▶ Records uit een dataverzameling

* * * * *

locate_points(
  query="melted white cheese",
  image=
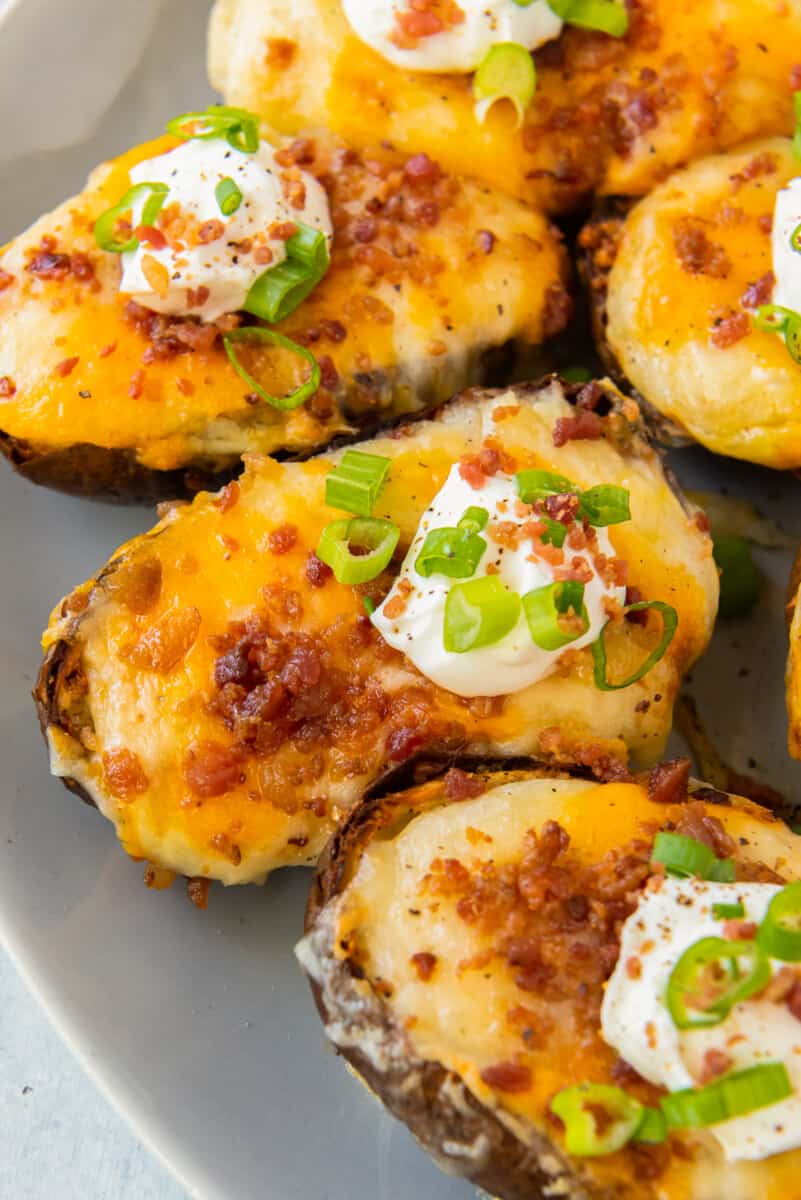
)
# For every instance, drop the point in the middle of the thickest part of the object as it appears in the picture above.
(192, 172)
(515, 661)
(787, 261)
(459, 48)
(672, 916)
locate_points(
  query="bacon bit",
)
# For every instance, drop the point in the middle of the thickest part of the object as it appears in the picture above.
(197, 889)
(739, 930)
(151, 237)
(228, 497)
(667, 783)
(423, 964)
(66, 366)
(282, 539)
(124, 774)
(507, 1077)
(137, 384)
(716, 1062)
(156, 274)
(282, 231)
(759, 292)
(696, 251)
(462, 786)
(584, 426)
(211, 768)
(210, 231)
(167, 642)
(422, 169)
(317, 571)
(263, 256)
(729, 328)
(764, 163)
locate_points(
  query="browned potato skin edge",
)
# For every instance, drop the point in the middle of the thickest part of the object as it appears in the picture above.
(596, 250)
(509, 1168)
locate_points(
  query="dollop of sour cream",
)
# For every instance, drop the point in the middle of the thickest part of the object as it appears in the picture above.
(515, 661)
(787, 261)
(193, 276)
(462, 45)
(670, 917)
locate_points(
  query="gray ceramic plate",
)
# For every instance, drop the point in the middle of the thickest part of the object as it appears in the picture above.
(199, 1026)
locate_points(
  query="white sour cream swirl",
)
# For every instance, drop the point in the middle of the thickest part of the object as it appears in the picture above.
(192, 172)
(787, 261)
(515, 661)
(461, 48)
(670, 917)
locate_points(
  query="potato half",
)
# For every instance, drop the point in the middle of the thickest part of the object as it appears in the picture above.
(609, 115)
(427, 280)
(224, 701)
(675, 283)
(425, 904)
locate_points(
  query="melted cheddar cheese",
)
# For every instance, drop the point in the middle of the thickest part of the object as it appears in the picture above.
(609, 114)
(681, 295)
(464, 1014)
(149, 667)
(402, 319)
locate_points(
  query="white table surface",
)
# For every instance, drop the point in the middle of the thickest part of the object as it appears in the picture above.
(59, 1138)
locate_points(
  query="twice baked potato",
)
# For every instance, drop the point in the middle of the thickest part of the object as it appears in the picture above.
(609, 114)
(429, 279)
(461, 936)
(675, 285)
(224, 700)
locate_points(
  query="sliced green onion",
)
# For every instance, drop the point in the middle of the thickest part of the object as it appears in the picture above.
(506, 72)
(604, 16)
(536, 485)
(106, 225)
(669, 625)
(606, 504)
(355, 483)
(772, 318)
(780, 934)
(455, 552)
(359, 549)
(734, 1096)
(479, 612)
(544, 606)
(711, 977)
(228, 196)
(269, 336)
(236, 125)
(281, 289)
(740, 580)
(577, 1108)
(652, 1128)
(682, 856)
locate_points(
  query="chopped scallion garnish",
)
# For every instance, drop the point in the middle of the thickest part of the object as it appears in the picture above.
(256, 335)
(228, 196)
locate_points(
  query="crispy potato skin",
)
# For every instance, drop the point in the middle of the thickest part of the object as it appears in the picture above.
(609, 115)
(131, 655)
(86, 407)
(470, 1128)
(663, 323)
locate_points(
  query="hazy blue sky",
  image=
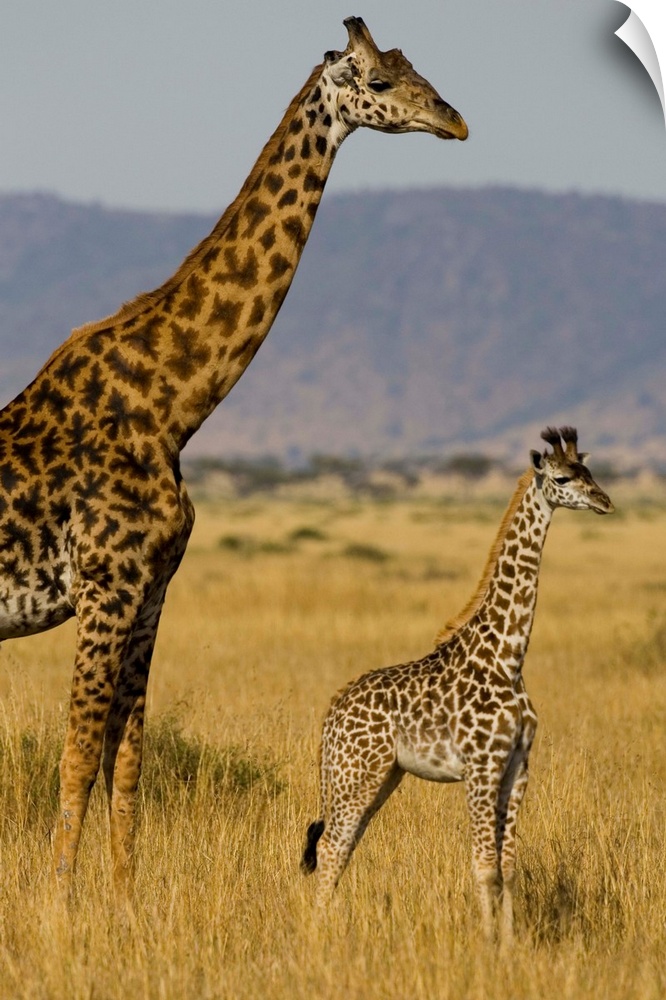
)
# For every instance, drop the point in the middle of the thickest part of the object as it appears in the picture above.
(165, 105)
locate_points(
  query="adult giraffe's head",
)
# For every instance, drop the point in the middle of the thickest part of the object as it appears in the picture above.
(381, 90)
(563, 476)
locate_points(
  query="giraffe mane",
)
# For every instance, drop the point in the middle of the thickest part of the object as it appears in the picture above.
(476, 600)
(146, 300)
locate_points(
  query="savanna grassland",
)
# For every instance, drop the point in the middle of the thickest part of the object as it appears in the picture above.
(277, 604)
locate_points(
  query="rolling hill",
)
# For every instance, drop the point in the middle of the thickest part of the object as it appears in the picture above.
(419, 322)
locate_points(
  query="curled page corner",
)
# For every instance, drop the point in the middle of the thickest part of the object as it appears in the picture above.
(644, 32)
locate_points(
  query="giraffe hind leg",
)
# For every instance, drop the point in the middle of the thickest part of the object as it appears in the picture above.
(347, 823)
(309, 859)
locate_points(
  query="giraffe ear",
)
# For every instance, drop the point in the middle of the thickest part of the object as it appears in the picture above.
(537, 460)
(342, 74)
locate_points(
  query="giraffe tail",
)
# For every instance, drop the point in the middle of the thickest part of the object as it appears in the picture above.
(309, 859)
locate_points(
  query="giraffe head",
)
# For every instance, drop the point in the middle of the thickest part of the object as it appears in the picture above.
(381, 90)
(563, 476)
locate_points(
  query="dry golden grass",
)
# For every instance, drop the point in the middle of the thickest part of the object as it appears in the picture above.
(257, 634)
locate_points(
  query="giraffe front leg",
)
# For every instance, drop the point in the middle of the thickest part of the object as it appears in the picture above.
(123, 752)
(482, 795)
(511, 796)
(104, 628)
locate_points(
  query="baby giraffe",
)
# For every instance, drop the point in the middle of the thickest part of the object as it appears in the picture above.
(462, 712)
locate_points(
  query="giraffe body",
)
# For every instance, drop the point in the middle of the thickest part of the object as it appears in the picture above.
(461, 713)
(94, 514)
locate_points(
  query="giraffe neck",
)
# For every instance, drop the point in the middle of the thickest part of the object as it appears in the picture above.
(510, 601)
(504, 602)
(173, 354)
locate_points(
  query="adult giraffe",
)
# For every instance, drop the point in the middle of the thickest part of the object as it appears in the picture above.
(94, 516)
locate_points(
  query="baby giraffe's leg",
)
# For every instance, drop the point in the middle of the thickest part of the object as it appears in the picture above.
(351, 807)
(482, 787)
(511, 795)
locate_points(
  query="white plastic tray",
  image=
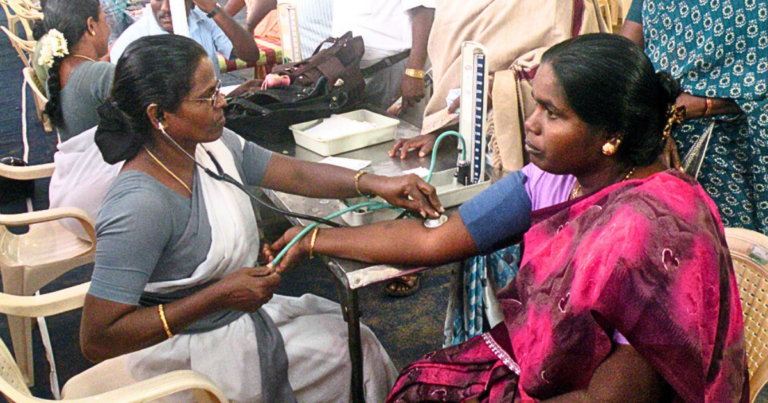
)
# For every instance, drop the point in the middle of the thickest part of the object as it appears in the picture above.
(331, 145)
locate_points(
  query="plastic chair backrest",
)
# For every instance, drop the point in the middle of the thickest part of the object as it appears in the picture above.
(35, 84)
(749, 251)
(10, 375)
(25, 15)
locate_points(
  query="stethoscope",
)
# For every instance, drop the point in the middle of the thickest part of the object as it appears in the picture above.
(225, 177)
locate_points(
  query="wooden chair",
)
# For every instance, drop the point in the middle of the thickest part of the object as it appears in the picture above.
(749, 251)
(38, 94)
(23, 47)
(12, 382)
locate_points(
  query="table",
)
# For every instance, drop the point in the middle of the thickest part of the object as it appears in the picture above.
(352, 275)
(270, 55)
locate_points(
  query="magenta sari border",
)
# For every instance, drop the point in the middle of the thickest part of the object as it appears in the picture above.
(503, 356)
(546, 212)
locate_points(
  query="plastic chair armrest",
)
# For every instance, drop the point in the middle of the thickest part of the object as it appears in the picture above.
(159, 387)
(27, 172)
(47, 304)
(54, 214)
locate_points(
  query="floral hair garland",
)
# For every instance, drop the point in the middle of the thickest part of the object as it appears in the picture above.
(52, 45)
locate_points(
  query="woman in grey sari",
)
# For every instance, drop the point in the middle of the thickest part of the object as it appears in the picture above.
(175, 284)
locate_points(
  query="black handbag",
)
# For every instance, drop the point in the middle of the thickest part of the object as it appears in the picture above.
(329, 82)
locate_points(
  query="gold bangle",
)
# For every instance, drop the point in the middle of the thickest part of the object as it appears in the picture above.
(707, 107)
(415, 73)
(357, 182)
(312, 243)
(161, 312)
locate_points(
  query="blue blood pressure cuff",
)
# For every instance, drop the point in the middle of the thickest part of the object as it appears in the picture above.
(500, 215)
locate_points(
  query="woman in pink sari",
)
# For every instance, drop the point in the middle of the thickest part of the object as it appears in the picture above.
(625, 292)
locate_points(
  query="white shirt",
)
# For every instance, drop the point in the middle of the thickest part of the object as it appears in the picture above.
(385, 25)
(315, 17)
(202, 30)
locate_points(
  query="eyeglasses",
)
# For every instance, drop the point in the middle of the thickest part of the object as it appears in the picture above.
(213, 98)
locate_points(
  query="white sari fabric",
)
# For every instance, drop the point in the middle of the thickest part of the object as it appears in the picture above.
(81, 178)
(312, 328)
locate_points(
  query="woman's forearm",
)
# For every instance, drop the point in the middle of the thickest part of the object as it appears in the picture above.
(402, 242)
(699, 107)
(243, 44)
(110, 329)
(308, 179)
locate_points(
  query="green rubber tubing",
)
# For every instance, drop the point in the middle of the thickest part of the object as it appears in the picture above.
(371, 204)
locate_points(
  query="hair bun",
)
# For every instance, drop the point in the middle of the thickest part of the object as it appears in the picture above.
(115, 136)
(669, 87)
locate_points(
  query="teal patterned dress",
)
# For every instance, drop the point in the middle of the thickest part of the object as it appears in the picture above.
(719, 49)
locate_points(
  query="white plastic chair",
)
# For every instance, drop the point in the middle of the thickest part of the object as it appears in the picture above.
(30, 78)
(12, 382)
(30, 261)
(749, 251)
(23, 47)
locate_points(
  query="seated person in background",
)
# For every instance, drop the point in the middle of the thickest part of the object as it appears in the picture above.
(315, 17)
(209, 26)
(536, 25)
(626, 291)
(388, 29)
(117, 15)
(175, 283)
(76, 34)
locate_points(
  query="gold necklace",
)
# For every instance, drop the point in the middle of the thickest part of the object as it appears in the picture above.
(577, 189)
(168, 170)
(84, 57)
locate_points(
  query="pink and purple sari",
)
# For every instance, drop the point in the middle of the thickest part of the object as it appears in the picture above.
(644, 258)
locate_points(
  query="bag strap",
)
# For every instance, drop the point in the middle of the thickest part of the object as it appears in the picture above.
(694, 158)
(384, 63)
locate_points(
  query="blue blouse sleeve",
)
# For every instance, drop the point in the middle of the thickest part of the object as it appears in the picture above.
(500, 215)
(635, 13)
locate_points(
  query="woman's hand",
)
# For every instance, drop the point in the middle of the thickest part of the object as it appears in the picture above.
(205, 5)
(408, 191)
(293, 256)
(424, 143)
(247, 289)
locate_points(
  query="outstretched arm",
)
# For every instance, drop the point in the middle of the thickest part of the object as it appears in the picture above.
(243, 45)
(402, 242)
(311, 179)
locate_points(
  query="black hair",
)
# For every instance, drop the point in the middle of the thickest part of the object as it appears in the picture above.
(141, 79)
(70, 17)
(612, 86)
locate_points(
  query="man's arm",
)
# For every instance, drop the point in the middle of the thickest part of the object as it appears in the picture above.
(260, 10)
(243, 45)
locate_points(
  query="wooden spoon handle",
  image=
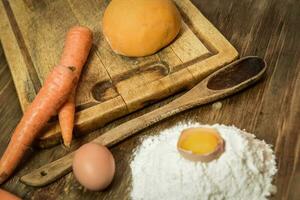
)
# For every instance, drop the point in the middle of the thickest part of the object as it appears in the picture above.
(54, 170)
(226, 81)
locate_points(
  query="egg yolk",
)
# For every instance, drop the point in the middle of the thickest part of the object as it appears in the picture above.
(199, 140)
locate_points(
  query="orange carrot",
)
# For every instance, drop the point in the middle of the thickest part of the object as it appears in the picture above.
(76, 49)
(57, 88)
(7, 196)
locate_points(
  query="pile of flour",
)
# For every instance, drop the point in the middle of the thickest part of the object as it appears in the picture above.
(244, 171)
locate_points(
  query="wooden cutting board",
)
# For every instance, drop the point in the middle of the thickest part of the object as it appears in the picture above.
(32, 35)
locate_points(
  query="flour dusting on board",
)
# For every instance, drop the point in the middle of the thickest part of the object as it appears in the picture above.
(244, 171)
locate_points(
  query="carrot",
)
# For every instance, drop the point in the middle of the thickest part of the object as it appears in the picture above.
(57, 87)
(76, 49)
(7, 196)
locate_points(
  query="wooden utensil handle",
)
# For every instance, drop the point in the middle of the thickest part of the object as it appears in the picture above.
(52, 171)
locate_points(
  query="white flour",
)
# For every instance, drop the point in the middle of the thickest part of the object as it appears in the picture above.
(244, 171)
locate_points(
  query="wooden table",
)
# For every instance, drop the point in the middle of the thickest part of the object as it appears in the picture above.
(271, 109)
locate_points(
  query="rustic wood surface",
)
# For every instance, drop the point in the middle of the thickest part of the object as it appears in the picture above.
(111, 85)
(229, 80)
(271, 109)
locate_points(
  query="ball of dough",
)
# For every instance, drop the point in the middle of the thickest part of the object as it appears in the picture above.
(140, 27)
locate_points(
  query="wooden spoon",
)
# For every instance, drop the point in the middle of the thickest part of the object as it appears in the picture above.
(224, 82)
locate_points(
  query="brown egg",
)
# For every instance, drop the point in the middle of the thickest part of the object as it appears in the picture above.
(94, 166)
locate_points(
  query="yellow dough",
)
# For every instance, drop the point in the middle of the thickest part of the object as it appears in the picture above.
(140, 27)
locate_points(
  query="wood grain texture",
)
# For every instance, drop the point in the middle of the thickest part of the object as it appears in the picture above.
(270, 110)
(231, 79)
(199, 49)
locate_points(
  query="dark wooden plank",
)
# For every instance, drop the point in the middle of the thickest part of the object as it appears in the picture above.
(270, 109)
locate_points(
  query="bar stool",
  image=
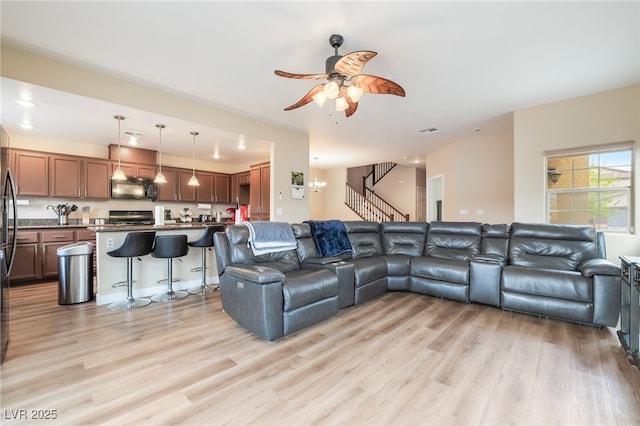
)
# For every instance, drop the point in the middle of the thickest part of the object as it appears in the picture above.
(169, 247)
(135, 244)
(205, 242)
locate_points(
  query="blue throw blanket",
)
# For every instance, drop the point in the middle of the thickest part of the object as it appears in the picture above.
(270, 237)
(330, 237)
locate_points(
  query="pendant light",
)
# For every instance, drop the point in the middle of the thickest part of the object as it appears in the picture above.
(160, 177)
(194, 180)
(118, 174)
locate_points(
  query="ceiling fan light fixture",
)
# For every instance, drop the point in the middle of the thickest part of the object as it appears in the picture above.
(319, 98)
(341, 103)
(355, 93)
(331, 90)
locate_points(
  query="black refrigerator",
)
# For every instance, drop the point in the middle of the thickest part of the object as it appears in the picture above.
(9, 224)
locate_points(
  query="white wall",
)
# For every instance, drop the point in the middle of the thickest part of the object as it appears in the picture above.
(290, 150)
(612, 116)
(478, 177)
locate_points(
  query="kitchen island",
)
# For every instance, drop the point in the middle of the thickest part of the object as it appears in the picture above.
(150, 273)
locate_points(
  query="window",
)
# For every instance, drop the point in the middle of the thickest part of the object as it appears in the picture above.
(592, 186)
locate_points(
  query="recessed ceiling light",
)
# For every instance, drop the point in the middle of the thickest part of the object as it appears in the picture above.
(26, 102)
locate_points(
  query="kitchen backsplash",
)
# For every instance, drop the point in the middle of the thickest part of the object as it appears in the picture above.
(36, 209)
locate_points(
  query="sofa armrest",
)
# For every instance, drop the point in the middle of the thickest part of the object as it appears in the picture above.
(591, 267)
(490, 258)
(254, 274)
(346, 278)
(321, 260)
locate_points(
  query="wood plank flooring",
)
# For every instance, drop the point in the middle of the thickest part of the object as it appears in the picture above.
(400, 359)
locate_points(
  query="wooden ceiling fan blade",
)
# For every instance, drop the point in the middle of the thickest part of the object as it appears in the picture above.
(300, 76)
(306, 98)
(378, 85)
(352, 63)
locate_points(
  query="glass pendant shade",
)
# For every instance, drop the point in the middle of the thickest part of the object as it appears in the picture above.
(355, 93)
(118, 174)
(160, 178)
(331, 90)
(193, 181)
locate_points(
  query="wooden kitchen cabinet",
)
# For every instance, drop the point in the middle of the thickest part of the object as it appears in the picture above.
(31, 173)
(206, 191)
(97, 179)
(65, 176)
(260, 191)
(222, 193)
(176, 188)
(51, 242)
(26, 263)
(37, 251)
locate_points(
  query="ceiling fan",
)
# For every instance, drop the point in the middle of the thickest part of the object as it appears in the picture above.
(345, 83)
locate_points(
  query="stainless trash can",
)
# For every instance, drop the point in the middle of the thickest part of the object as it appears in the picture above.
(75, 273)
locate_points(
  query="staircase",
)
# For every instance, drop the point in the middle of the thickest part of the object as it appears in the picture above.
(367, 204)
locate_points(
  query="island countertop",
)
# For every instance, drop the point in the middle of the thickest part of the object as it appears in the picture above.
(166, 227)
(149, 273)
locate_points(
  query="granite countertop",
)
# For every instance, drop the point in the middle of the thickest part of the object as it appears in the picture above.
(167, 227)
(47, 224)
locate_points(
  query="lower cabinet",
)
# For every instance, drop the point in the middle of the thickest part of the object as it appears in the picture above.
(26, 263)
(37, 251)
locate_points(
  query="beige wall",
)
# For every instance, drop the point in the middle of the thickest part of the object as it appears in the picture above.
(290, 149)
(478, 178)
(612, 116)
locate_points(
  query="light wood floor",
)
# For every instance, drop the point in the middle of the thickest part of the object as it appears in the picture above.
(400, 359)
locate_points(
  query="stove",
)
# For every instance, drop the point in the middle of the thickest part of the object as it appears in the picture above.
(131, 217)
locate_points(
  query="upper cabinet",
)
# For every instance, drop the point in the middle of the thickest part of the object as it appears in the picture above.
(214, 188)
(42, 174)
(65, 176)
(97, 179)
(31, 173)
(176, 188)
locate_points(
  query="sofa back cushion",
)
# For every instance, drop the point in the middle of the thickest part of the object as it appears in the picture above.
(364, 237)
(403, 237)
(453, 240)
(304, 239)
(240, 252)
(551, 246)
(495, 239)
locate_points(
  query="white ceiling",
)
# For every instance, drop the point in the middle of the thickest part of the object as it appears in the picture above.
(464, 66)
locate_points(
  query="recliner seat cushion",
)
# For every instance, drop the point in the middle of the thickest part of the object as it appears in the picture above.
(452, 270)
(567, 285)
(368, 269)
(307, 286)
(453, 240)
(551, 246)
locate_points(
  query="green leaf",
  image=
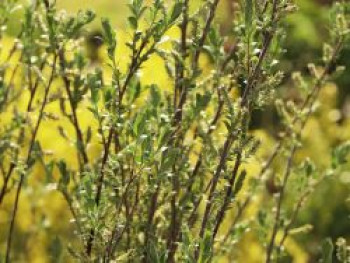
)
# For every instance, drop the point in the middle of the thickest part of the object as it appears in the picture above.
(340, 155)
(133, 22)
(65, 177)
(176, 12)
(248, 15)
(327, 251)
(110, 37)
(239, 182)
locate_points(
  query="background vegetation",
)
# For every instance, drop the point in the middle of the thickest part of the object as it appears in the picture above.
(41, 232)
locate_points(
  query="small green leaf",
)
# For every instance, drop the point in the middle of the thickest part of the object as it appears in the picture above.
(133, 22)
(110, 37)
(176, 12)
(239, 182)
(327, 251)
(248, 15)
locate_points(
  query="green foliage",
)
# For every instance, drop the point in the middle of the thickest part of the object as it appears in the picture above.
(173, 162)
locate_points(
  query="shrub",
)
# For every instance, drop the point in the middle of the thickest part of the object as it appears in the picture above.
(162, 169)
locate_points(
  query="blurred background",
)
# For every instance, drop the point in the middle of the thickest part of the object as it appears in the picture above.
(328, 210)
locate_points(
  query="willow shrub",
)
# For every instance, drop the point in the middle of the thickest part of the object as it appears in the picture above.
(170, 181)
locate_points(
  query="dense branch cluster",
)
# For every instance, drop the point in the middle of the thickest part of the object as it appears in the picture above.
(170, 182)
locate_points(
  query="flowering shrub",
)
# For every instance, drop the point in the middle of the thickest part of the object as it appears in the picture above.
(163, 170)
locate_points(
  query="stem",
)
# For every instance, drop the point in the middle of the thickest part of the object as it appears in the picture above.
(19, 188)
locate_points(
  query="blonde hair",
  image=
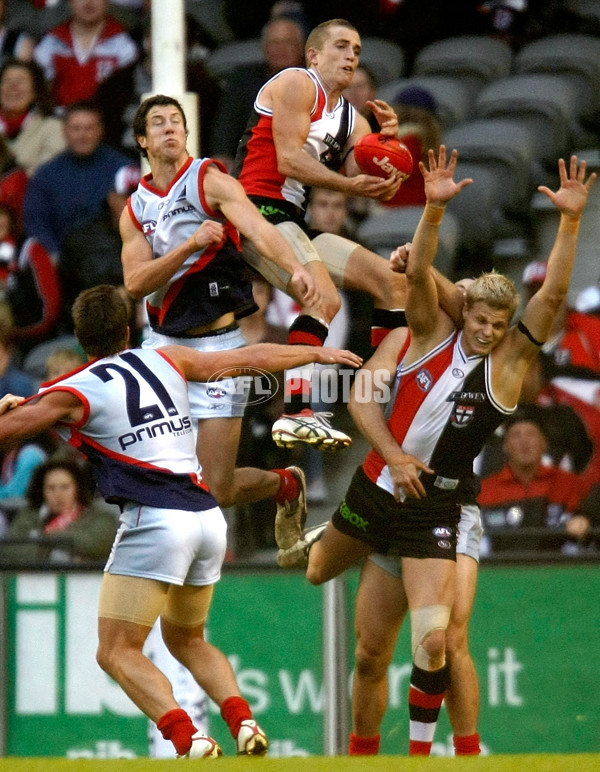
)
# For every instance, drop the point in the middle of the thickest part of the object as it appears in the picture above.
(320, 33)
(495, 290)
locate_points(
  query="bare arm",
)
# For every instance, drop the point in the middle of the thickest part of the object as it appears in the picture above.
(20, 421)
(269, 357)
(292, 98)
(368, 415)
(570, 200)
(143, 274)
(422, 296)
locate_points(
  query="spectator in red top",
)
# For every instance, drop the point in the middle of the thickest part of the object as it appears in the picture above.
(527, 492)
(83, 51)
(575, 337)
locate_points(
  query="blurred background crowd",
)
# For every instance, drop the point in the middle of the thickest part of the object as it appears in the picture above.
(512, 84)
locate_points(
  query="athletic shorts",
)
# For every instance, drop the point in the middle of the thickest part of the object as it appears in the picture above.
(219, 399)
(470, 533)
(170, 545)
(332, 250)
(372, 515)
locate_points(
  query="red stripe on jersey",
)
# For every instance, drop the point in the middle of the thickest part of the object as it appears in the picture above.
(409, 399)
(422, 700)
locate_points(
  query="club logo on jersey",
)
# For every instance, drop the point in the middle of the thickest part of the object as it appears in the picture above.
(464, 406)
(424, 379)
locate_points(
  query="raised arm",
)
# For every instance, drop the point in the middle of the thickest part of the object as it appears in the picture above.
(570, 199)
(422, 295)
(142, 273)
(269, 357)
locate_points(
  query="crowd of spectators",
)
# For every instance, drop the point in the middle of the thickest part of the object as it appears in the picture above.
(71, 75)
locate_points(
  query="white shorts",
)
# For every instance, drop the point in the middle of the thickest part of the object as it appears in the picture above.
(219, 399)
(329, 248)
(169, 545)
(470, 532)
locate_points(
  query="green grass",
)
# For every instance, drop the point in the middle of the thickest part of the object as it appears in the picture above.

* * * * *

▶ DOEL
Geef elke regel uit de records hierboven terug waarin het woord "sofa" voorkomt, waarbij hoofdletters en kleine letters meetellen.

▶ ANTWOORD HIERONDER
  query="sofa armrest",
  query="sofa back cushion",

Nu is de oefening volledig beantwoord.